__Problem to solve__
Put every one of the records below into a two-column CSV headed record_text and answer, one row per record, with each field quoted and line breaks changed to spaces. Leave the pictures out.

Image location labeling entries
:::::

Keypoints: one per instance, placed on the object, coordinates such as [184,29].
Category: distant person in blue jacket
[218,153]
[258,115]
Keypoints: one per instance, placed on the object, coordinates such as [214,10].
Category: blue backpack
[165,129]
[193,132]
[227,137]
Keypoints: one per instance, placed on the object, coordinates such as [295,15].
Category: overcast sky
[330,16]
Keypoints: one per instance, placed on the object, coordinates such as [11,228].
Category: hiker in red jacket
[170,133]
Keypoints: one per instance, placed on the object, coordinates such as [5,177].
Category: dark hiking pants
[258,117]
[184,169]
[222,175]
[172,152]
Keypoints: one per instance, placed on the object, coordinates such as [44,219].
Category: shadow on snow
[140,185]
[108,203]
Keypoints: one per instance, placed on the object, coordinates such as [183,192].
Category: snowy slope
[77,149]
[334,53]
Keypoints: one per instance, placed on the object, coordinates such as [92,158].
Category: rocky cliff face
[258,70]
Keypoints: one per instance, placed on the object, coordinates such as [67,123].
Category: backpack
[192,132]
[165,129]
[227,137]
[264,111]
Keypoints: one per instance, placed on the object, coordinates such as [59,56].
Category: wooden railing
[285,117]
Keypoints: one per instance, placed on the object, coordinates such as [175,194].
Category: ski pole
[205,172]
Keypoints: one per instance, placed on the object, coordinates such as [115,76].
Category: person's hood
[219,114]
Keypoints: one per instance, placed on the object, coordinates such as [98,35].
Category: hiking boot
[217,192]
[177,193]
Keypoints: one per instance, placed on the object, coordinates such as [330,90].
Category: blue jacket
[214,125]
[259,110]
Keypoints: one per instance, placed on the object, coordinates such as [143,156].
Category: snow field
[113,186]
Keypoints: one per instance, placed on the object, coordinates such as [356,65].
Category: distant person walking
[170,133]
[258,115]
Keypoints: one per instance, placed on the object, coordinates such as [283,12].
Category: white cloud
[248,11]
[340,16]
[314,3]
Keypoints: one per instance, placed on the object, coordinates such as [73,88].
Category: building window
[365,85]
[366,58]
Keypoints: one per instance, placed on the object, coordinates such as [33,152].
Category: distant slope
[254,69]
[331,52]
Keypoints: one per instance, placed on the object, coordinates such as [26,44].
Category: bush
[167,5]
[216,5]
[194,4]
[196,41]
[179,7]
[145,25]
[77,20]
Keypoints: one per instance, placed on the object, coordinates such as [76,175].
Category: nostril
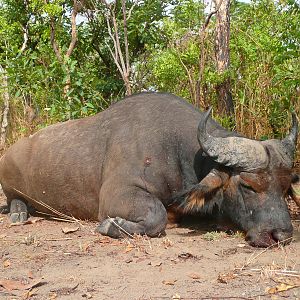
[281,236]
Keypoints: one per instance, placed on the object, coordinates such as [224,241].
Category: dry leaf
[30,275]
[156,263]
[67,230]
[32,220]
[6,263]
[169,282]
[30,293]
[226,277]
[11,285]
[194,276]
[279,288]
[129,248]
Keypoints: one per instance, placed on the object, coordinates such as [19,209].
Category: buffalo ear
[295,188]
[207,192]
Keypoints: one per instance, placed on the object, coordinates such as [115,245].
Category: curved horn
[290,141]
[232,151]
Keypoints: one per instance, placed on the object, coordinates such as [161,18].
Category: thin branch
[125,36]
[74,31]
[207,20]
[26,37]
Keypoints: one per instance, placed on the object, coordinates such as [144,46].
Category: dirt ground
[48,259]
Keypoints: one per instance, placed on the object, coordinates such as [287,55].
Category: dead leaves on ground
[67,230]
[284,284]
[30,221]
[226,277]
[169,282]
[11,285]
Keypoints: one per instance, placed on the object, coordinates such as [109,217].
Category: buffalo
[145,156]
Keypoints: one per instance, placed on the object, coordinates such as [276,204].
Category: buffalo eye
[246,186]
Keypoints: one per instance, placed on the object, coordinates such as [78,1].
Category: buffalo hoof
[111,227]
[18,211]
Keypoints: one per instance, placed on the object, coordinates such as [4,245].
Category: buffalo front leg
[18,211]
[138,213]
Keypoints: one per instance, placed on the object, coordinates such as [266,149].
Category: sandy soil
[47,259]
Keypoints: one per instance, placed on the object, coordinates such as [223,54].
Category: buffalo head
[249,183]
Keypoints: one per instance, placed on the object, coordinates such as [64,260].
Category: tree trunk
[5,111]
[225,103]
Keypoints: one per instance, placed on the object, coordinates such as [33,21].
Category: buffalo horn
[232,151]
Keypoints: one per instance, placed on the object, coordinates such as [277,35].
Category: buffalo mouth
[264,239]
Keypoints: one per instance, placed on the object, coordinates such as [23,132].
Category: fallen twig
[61,239]
[252,259]
[119,227]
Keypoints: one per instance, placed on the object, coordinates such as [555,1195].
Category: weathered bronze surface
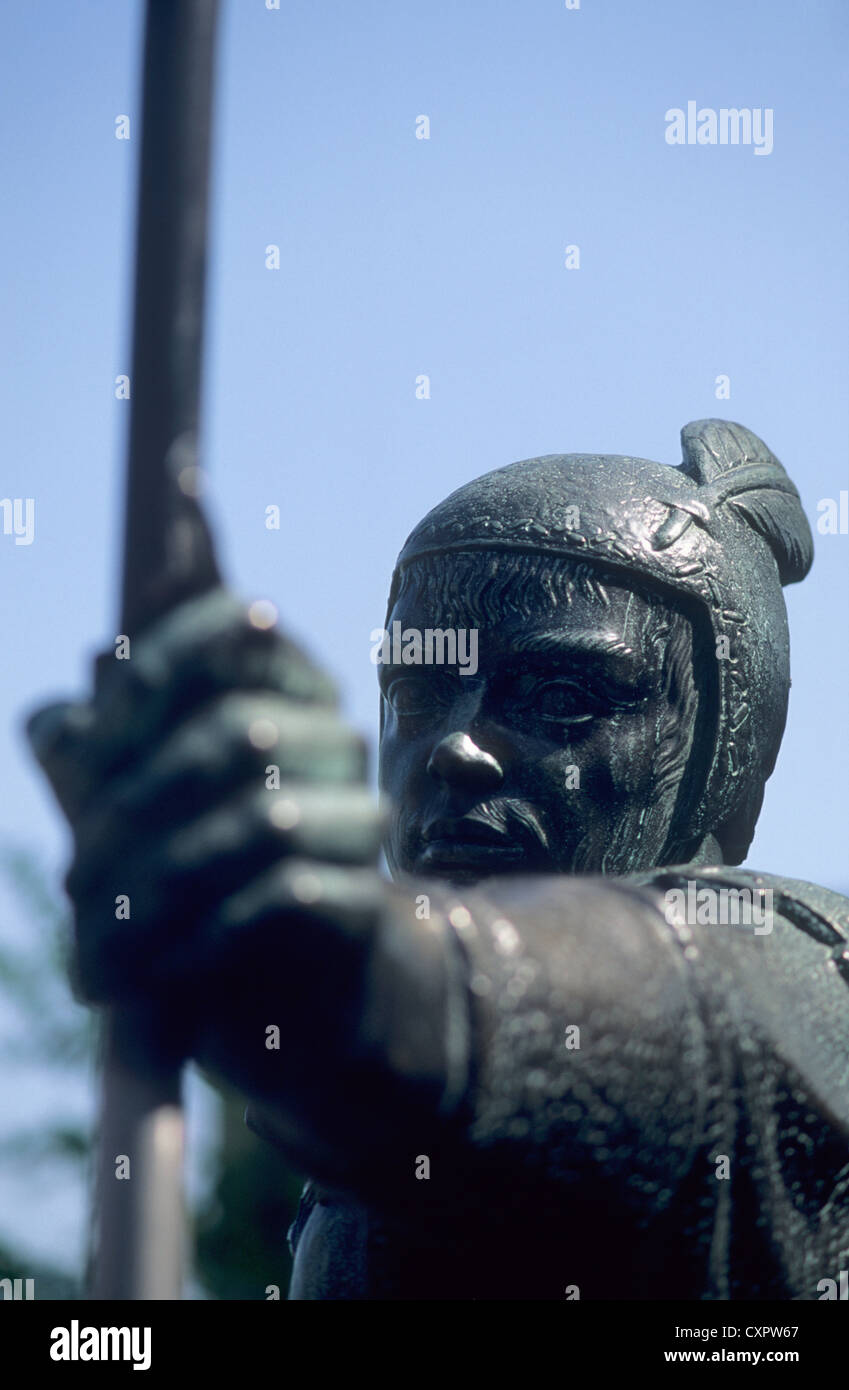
[538,1064]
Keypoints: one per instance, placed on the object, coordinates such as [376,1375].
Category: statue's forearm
[552,1040]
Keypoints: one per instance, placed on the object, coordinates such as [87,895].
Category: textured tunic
[628,1107]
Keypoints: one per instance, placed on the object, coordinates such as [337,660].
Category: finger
[239,740]
[57,733]
[167,886]
[202,649]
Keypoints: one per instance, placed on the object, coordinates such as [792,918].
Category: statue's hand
[216,799]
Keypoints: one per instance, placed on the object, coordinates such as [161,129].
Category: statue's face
[557,755]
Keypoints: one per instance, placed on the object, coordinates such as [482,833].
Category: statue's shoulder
[819,912]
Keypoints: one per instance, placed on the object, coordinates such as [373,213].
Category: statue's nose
[460,762]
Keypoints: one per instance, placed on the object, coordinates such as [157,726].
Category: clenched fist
[217,804]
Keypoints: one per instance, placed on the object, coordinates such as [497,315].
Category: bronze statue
[539,1064]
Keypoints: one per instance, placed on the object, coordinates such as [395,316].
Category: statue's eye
[563,701]
[410,695]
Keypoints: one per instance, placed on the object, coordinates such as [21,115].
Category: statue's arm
[539,1029]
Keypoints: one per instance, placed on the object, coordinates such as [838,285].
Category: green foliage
[241,1228]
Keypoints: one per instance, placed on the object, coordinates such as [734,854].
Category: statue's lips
[467,841]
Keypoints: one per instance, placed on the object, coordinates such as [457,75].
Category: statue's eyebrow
[613,653]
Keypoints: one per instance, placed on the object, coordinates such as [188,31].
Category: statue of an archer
[513,1072]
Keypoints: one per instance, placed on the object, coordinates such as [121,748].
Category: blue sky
[443,256]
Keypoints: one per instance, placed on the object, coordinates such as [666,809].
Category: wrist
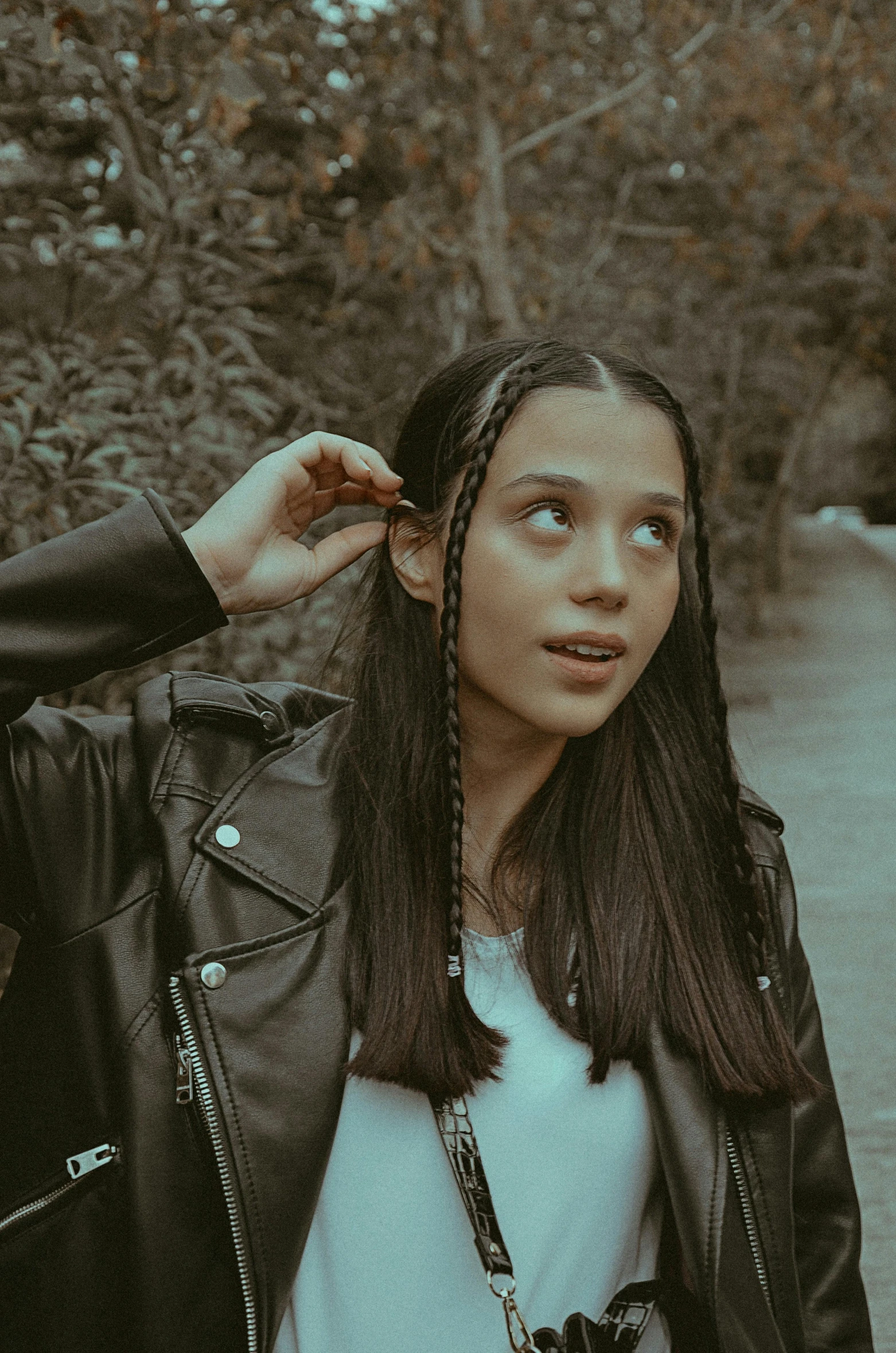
[209,567]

:::::

__Response to this exercise__
record_text,answer
"Keypoints: one per instance, placed on the object, coordinates such as [184,29]. Category: distant person in blue jacket","[218,153] [258,115]"
"Keypoints: one per instance, placed on the object, coordinates such as [214,10]. Category: blue backpack","[165,129] [193,132] [227,137]"
"Keypoints: one per instance, placed on the object, coordinates such as [295,15]. Category: overcast sky","[330,16]"
"Keypoints: one per instance, placed on the object, coordinates such as [11,228]. Category: hiker in red jacket","[170,133]"
"Keypoints: one per instance, placed on the object, coordinates such as [5,177]. Category: dark hiking pants","[258,117] [184,169] [222,175] [172,152]"
"Keypoints: one per instance, placed on the object, coordinates such as [44,219]. Category: shadow on snow","[140,185] [108,203]"
"Keypoints: one per instance, placed on the object, coordinates such as [183,192]. Category: snowy slope","[77,149] [334,53]"
"Keypoints: one per instance, placed on the object, coordinates such as [92,158]. Category: rocky cliff face","[258,70]"
"Keypoints: one per instance, placed on the object, coordinates such as [67,123]. Category: backpack","[192,132] [165,129] [227,137] [264,111]"
"Keypoints: one per instance, placed on the object, coordinates such as [59,56]. Category: wooden railing","[285,117]"
"Keypoints: one per instance, placed on the object, coordinates such as [175,194]. Category: ski pole","[205,172]"
"Keypoints: one per instance, placed on the object, coordinates such as [115,76]. Category: person's hood","[219,114]"
"Keypoints: one per instance, placed on the object, coordinates such as [98,35]. Category: hiking boot","[217,192] [177,193]"
"Keypoints: one per instance, placed on the object, coordinates such as [330,90]. Category: blue jacket","[214,125] [259,110]"
"Keypoints: one per instance, placed on the object, coordinates such as [143,156]. Category: snow field","[113,186]"
"Keypoints: one per instance, placed on the object, coordinates such as [356,65]. Category: distant person walking","[170,133] [258,115]"
"Keypoints: one per instance, placed on the object, coordinates such as [283,12]. Category: white cloud","[248,11] [340,16] [314,3]"
"Keypoints: one per instance, placed on the object, coordinates such as [73,88]. Category: building window","[365,85] [366,58]"
"Keypoints: one per instance, placed on the object, coordinates such as [33,152]. Category: distant slope","[254,69] [331,52]"
"Keypoints: one per instance, placed on the object, coordinates such as [26,44]. Category: bush","[167,5] [216,5] [194,4] [196,41] [179,7] [145,25] [77,20]"
"Keypoints: one per instance, placed on the object, coordinates such as [76,175]. Category: nostril","[281,236]"
"Keypoints: one per instance, placed on the object, coordinates such as [224,241]. Category: dry leaf","[30,275] [156,263] [67,230] [32,220] [6,263] [169,282] [30,293] [226,277] [11,285] [194,276] [279,288] [129,248]"
"Keypoints: one per instance, placed on the object, coordinates such as [19,209]. Category: buffalo ear","[295,188] [207,192]"
"Keypoints: one per instance, placed on the object, coordinates such as [115,245]. Category: curved horn","[290,141] [232,151]"
"Keypoints: one per instance, placed on the object, coordinates such as [161,18]. Category: thin branch","[125,36] [74,31] [207,20] [26,37]"
"Keypoints: one per instance, placed on the object, coordinates such as [144,46]. Category: dirt ground","[48,259]"
"Keypoints: one per instance, placed on the object, coordinates such as [287,55]. Category: dead leaves on ground","[67,230] [284,284] [30,221] [226,277] [169,282] [11,285]"
"Keypoints: one per instance, placed on the object, coordinates such as [109,217]. Category: buffalo","[145,156]"
"Keypoints: one per instance, placed on the object, coordinates such as [276,204]. Category: buffalo eye","[246,186]"
"Keypoints: one per instance, placed on the object, coordinates such as [78,1]. Category: buffalo hoof","[111,227] [18,211]"
"Keypoints: one per instance, placed on the object, coordinates such as [4,245]. Category: buffalo front leg","[18,211] [138,213]"
"Keypoints: one per instance, placed on the object, coordinates such as [266,149]. Category: sandy soil","[47,259]"
"Keypoints: one per instance, placed on the object, coordinates such as [223,54]. Category: buffalo head","[249,183]"
"Keypoints: one per instance, placed on the object, coordinates such as [64,260]. Category: tree trunk","[5,111] [225,103]"
"Keypoints: one per instance, placed on the object, coordinates such as [33,21]. Category: buffalo horn","[232,151]"
"Keypoints: one per instance, placed on the object, coordinates such as [277,35]. Category: buffalo mouth","[264,239]"
"Keypoints: one per instance, placed on the object, coordinates such as [23,132]. Category: fallen twig","[61,239] [252,259] [119,227]"
"Keypoints: one per instance, placed on the object, coordinates such as [555,1195]. Category: weathered bronze surface","[538,1064]"
"Keypoints: one per instance, placed on the object, coordinates such as [376,1375]. Category: statue's forearm","[552,1040]"
"Keypoints: one per instance, placed on the object, coordinates such as [87,895]. Category: textured tunic","[628,1107]"
"Keypoints: one per instance, placed on the object, coordinates such as [337,660]. Category: finger","[239,740] [57,733] [167,886] [202,649]"
"Keypoints: one per instance, placed on the object, coordinates such as [792,918]. Category: statue's hand","[216,799]"
"Keypoints: one per instance, placed on the object, coordinates such as [161,129]. Category: statue's face","[557,755]"
"Keypoints: one per instance, placed on the object, coordinates such as [482,833]. Category: statue's shoulder","[819,912]"
"Keypoints: one per instance, placed on the object, coordinates such as [373,213]. Category: statue's nose","[460,762]"
"Keypoints: one per instance, placed on the object, coordinates such as [157,726]. Category: clenched fist","[217,804]"
"Keypoints: one per instance, placed on the object, coordinates such as [497,315]. Category: bronze statue","[539,1064]"
"Keypoints: one per instance, placed on the object, coordinates such as [395,316]. Category: statue's eye","[563,701] [410,695]"
"Keypoints: one per instance, placed on the object, coordinates such as [21,115]. Category: statue's arm","[539,1029]"
"Keypoints: one per instance, placed on the object, coordinates such as [838,285]. Category: green foliage","[241,1228]"
"Keypoints: one per instance, placed on the object, coordinates such as [734,854]. Category: statue's lips","[467,841]"
"Keypoints: one per instance, placed on the object, coordinates such as [457,75]. Category: statue's eyebrow","[613,653]"
"Keypoints: one per instance, placed on the object, coordinates such as [188,31]. Category: statue of an archer","[513,1072]"
"Keypoints: one per instance, placed on the object, coordinates such as [121,748]. Category: blue sky","[443,256]"
"Keypoints: one per instance, placed on the object, coordinates such as [666,809]. Category: wrist","[209,567]"